» **Actividad propuesta**:
Transcribe sin cambios el pasaje del texto sobre la playa de Barceloneta que va desde "Allende los caminos" hasta "rato. No pocos.", ambos incluidos.

» **Fragmento del texto**:
•••

Allende los caminos que he recorrido, llegué a la orilla del mar. Recorrí un tramo, entre el mar y la tierra,  sorteando las olas y mirándolas en la lejanía. Dos barcos veleros transitaron pendidos en la mirada de aquellos que posaban su cuerpo al sol de la mañana. No era la hora de los bañistas, sino de quienes madrugan para coger  un sitio en la playa y de los que van a pasar el rato. No pocos.

Aquél lugar es la playa de Barceloneta, muy cerca de la zona olímpica. Vi la escultura de un pez sobre un tejado hecho como de red metálica. Una pirámide, en lo alto de un edificio y una esfera de hormigón al borde de una azotea. De espaldas a este paisaje me dediqué a ir por la arena húmeda, a la que las olas llegan y se van. Cogí piedrecitas muy pequeñas, redondeadas por el efecto del agua. También trocitos de cristal, que fruto de la erosión parecen bolitas de piedras translúcidas. Pedazos diminutos de azulejos pintados semejan piezas arqueológicas. Algunos cristales parecen piedras preciosas, al ser de colores verde, ámbar, azul y, las más, transparentes.

De vuelta de mi recolección me senté en unos asientos de cemento. El aroma salino, el sonido del paisaje, el calor suave de aquella mañana, todo ello en conjunto me llevó a pensar visualmente. Entendí el tiempo a modo de una nube que flota en nuestras vidas y que las olas se mueven bajo ella. Es el asalto de nuestras ambiciones, de vanidades vacuas, la ansiedad por ganar no sé qué  y no sé a quién lo que hace que esa nube se mueva, se agite y se haga gris para convertirse en una tormenta. Las olas se elevan, se ondulan con rapidez y  se revuelven sobre sí mismas. De alguna manera hay un paisaje interior que se ve cuando la mirada se convierte en espejo.

•••

» **Registros extraídos**:
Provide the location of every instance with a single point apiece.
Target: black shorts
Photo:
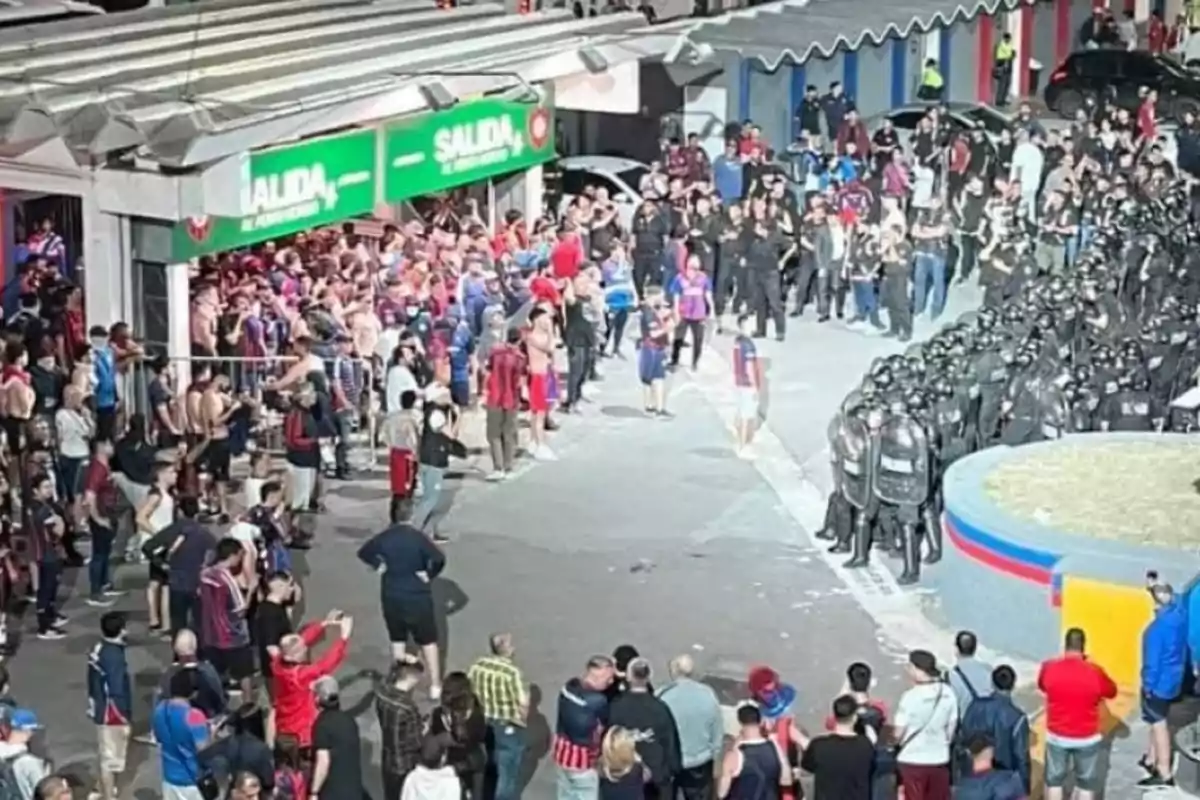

•••

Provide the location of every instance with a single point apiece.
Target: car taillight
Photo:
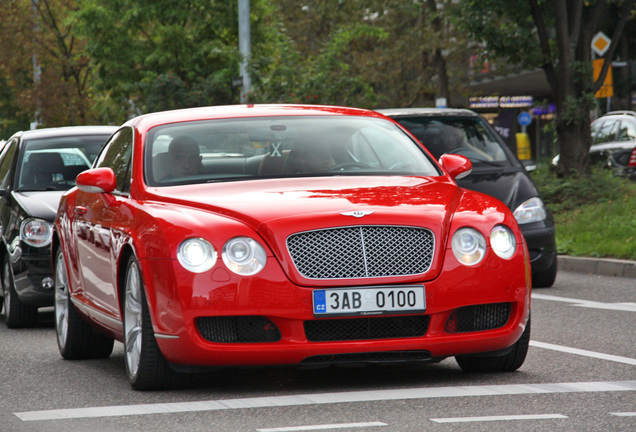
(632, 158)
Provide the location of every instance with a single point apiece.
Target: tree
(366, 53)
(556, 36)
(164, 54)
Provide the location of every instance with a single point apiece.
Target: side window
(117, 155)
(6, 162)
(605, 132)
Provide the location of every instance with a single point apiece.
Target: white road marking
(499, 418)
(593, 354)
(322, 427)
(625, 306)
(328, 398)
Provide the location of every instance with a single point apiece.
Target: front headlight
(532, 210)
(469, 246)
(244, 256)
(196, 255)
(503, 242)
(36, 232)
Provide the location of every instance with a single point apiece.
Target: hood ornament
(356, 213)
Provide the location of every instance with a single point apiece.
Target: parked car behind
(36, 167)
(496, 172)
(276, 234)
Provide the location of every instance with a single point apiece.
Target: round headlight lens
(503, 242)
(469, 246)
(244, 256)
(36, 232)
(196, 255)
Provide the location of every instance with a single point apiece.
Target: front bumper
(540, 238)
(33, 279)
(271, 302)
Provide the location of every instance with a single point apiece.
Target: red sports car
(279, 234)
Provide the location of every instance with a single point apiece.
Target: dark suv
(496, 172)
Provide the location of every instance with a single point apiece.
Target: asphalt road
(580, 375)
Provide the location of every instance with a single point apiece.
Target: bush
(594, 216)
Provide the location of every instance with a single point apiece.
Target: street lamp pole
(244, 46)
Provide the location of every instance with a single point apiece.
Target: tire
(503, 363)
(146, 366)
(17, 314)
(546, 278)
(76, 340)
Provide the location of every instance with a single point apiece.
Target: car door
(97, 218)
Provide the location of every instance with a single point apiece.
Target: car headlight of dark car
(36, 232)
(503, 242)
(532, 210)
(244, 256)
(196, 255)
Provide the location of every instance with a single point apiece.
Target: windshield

•••

» **Solución del ejercicio**:
Allende los caminos que he recorrido, llegué a la orilla del mar. Recorrí un tramo, entre el mar y la tierra,  sorteando las olas y mirándolas en la lejanía. Dos barcos veleros transitaron pendidos en la mirada de aquellos que posaban su cuerpo al sol de la mañana. No era la hora de los bañistas, sino de quienes madrugan para coger  un sitio en la playa y de los que van a pasar el rato. No pocos.